GoogleCodeExporter commented 9 years ago
I think fixing up savestate.registersave() and savestate.registerload() to 
support
adding script-specific data to savestates (possibly useful for warbots and 
such),
would be a good part of lua for you to focus on for right now. Since that one 
seems
way beyond my capabilities.

Original comment by Upth...@gmail.com on 10 Nov 2008 at 2:54

GoogleCodeExporter commented 9 years ago
I'm working on an EmuLua reference page where I try to list all the emulator 
specific functions. I'm trying to keep up with all emulators that have Lua, 
which is 
not so hard for the moment. I will try to add emulator specifics as I get them.

The page can be found at http://cbc.qfox.nl/emulua

Original comment by qFo...@gmail.com on 10 Nov 2008 at 3:26

GoogleCodeExporter commented 9 years ago
[deleted comment]
GoogleCodeExporter commented 9 years ago
Thanks! I've changed those descriptions.

I actually like the nil value input method!

As I've said on IRC, I think it'd be best if the button names are like the 
others, 
meaning all lowercase unless it's a single character (ABCXYZ) which get upper 
case. 
Because that's how the other emulators have it and it will be annoying 
otherwise.

As for the color, doesn't alpha blending allow for this with alpha set to 0? 
Can't 
you create an alias for this like the string "transparent" ?

I don't know how many games use more than 4 inputs so that's not a call I can 
make.

What does input.get exactly return? Can you supply the fingerprint?

Original comment by qFo...@gmail.com on 10 Nov 2008 at 7:46

GoogleCodeExporter commented 9 years ago
input.get() returns a table that has at least two values set, "xmouse" and 
"ymouse"

* **INPUT DATA**

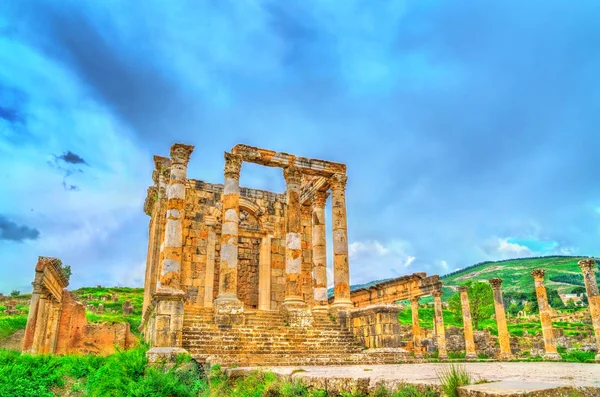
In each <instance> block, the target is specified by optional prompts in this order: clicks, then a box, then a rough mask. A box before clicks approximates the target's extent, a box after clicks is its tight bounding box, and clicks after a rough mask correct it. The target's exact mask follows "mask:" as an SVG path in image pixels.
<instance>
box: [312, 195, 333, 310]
mask: <svg viewBox="0 0 600 397" xmlns="http://www.w3.org/2000/svg"><path fill="white" fill-rule="evenodd" d="M327 196H329V193H327V192H316V193H315V196H314V198H313V202H312V243H313V267H314V270H313V273H314V279H315V306H314V307H313V310H316V311H327V247H326V245H327V241H326V239H327V231H326V226H325V204H326V203H327Z"/></svg>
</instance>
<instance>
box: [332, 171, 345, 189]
mask: <svg viewBox="0 0 600 397" xmlns="http://www.w3.org/2000/svg"><path fill="white" fill-rule="evenodd" d="M347 182H348V177H347V176H346V175H344V174H333V175H332V176H331V178H330V183H331V190H335V191H344V190H346V183H347Z"/></svg>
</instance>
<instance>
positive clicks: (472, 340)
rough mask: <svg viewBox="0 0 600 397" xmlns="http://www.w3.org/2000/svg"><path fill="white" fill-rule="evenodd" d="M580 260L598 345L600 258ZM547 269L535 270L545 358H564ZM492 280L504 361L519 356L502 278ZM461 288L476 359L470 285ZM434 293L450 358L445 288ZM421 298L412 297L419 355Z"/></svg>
mask: <svg viewBox="0 0 600 397" xmlns="http://www.w3.org/2000/svg"><path fill="white" fill-rule="evenodd" d="M578 264H579V266H580V268H581V270H582V273H583V278H584V282H585V288H586V293H587V296H588V300H589V310H590V314H591V317H592V325H593V328H594V334H595V338H596V345H597V346H598V347H599V348H600V294H599V293H598V286H597V283H596V278H595V275H594V266H595V265H596V261H595V260H593V259H584V260H581V261H579V263H578ZM545 273H546V271H545V270H544V269H536V270H534V271H532V272H531V275H532V276H533V279H534V283H535V292H536V297H537V301H538V307H539V313H540V322H541V325H542V335H543V338H544V359H546V360H560V359H561V356H560V354H559V353H558V350H557V347H556V340H555V337H554V329H553V327H552V318H551V316H552V308H551V307H550V305H549V303H548V295H547V293H546V287H545V286H544V276H545ZM489 283H490V285H491V286H492V291H493V297H494V311H495V314H496V316H495V317H496V324H497V327H498V342H499V345H500V350H499V353H498V359H500V360H503V361H508V360H512V359H514V358H515V356H514V355H513V354H512V351H511V348H510V334H509V332H508V326H507V323H506V313H505V309H504V301H503V298H502V290H501V285H502V279H500V278H492V279H490V280H489ZM459 292H460V298H461V306H462V314H463V327H464V338H465V351H466V356H465V358H466V359H467V360H474V359H477V352H476V346H475V340H474V335H473V325H472V318H471V309H470V306H469V297H468V293H467V287H464V286H462V287H459ZM432 295H433V298H434V310H435V312H434V330H435V334H436V339H437V345H438V354H439V358H440V359H446V358H448V353H447V349H446V337H445V331H444V319H443V316H442V302H441V291H439V290H438V291H435V292H433V294H432ZM418 300H419V298H411V299H410V302H411V308H412V330H413V346H414V352H415V357H422V356H423V353H422V351H421V331H420V327H419V314H418V308H419V304H418ZM596 361H600V353H599V354H598V355H597V356H596Z"/></svg>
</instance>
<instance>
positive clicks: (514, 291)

* **WHAT YOU NEED TO DO**
[A] In the emulator Lua thread, which two values does input.get() always set in the table it returns?
[B] Continue the emulator Lua thread from where it stops.

* **EXPECTED OUTPUTS**
[A] "xmouse" and "ymouse"

[B]
being integer X and Y coordinates of the mouse on the game screen (so if you 
pass
table.xmouse, table.ymouse into a GUI drawing function it should draw something 
over
the game exactly where the mouse is pointing). Additionally, the table contains 
zero
or more of the following, set to true if the key is pressed/active or nil if 
the key
is not pressed:
leftclick, rightclick, middleclick, capslock, numlock, scrolllock,
0,1,2,3,4,5,6,7,8,9, A,B,C,D,E,F,G,H,I,J,K,L,M,N,O,P,Q,R,S,T,U,V,W,X,Y,Z, 
backspace,
tab, enter, shift, control, alt, pause, escape, space, pageup, pagedown, end, 
home,
left, up, right, down, insert, delete,
numpad0,numpad1,numpad2,numpad3,numpad4,numpad5,numpad6,numpad7,numpad8,numpad9,
numpad*,numpad+, numpad-,numpad.,numpad/, 
F1,F2,F3,F4,F5,F6,F7,F8,F9,F10,F11,F12,
F13,F14,F15,F16,F17,F18,F19,F20,F21,F22,F23,F24, semicolon, plus, minus, comma,
period, slash, backslash, tilde, quote, leftbracket, rightbracket

There should probably be more worry-free ways of getting non-joypad user input 
(maybe
a set of 10 or so hotkeys that put some specific values into input.get()) but I 
think
having the ability to check the actual keyboard keys will still be useful.

Original comment by nitsuja-@hotmail.com on 11 Nov 2008 at 12:22

GoogleCodeExporter commented 9 years ago
I added movie.stop() and movie.mode(), and gave in and added movie.framecount() 
(it
just does the same thing as gens.framecount()).

Original comment by nitsuja-@hotmail.com on 11 Nov 2008 at 12:54

GoogleCodeExporter commented 9 years ago
Cool. I've updated the ref. to reflect this.
I like getting the input, especially for the mouse.

The thing I've been thinking about though is what joypad.read (and input.read) 
should return. Should it return the values as they were at the start of a 
frame? Or 
at the moment of polling?

Original comment by qFo...@gmail.com on 11 Nov 2008 at 1:53

GoogleCodeExporter commented 9 years ago
joypad.read() gives you the emulated system's view of the input, which at least 
for
our purposes gets updated once at the beginning of each frame. input.read() 
gives you
the user's computer's view of the input, which should be practically 
asynchronous
(whatever buttons you had held down when the function got called, that's what it
returns).

This makes me think it would be useful to have another function: joypad.peek(). 
It
would basically be an asynchronous version of joypad.read() that only checks 
what the
user is currently pressing, not what's in the movie or what the game received or
anything. That way a script could look at which joypad buttons get pressed 
in-between
frames.

It could also be nice to have a version that takes a movie frame number and 
returns
what the joypad input was on that particular frame.

Original comment by nitsuja-@hotmail.com on 12 Nov 2008 at 10:42

GoogleCodeExporter commented 9 years ago
Some other notes, mostly to answer questions (or comment on inconsistencies) 
that I'm
noticing on that EmuLua page:

emu.redraw(): "Refreshes the screen while in a wait() loop."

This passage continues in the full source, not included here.